DETTAGLI DELL'ESERCIZIO
Riproduci fedelmente la parte del testo sul procedimento disciplinare dei magistrati che comincia con le parole "Una prospettiva trasversale" e si chiude dopo le parole "presso il pubblico[21].".

ESTRATTO
╔══

6. Rilevanti contributi dottrinari in materia di collegamento tra strumento disciplinare e principi costituzionali sullo “status” dei magistrati ordinari
Anche la dottrina ha saputo collocare il procedimento disciplinare nei confronti dei magistrati nel felice solco delle previsioni costituzionali, sottolineando, in coerenza con l'insegnamento della Corte Costituzionale, che esso è volto a garantire il rispetto dell'esigenza di assicurare il regolare svolgimento della funzione giudiziaria, che è uno degli aspetti fondamentali della vita democratica e della realizzazione dello stato di diritto e, al contempo, ad attribuire alla pronuncia giudiziaria la garanzia del suo rispetto da parte della collettività in quanto proveniente da un giudice indipendente ed imparziale e, nei casi previsti dalla legge, giuridicamente responsabile[19].
Una prospettiva trasversale che incrocia l'esperienza della Corte Costituzionale con quella della Corte Europea dei diritti dell'Uomo viene adottata da chi osserva che la disciplina dei magistrati obbedisce all'assoluta necessità, per la preservazione dello stato di diritto e della democrazia, della fiducia dei consociati nell'indipendenza ed imparzialità del sistema giudiziario[20]. D'altra parte si ricorda che la Corte EDU si preoccupa che venga preservato un bene indispensabile alla democrazia “effettiva”, ossia la credibilità della giustizia, intesa quale fiducia di cui essa deve godere presso gli utenti e presso il pubblico[21].
L'analisi del procedimento disciplinare a carico dei magistrati si arricchisce di lineamenti nitidi e persuasivi dal punto di vista filosofico e di solidissimo sostrato etico-giuridico nelle alte riflessioni di un teorico del diritto la cui opera ha segnato irretrattabili punti di approdo in tema di esercizio e natura della giurisdizione[22].
La profondità e l'originalità delle riflessioni e la loro radiale estensività a molteplici aspetti della materia qui trattata le candidano ad un maggior, seppur contenuto dati i limiti del presente studio, approfondimento e le rendono pienamente spendibili nel dibattito circa le basi destinate a sorreggere il procedimento disciplinare nei confronti dei magistrati.

╚══

(Dati)
╔══

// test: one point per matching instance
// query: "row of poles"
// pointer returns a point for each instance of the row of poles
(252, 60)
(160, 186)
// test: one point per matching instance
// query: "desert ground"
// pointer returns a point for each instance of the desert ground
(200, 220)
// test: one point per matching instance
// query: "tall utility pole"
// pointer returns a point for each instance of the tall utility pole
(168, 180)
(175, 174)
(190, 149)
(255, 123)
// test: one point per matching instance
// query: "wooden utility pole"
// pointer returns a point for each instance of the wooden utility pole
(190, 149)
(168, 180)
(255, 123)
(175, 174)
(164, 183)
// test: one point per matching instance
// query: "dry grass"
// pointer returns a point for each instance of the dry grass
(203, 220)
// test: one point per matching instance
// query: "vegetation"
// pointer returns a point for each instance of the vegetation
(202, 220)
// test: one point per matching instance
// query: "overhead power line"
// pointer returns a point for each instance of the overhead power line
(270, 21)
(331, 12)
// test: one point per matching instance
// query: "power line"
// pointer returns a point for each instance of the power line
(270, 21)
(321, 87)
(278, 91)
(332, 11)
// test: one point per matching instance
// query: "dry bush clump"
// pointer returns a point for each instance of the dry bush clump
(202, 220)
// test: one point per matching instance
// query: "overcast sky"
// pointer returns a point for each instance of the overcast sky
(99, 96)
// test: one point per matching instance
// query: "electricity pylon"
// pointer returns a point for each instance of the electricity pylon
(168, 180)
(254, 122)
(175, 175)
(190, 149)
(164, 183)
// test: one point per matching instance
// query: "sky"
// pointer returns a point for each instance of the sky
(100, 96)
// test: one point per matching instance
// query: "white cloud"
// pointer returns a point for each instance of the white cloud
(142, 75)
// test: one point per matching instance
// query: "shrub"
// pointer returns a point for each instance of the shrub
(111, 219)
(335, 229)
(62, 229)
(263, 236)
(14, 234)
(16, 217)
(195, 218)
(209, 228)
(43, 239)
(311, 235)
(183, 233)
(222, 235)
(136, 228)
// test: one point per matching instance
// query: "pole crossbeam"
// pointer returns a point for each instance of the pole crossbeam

╚══

RISPOSTA AL PROBLEMA
Una prospettiva trasversale che incrocia l'esperienza della Corte Costituzionale con quella della Corte Europea dei diritti dell'Uomo viene adottata da chi osserva che la disciplina dei magistrati obbedisce all'assoluta necessità, per la preservazione dello stato di diritto e della democrazia, della fiducia dei consociati nell'indipendenza ed imparzialità del sistema giudiziario[20]. D'altra parte si ricorda che la Corte EDU si preoccupa che venga preservato un bene indispensabile alla democrazia “effettiva”, ossia la credibilità della giustizia, intesa quale fiducia di cui essa deve godere presso gli utenti e presso il pubblico[21].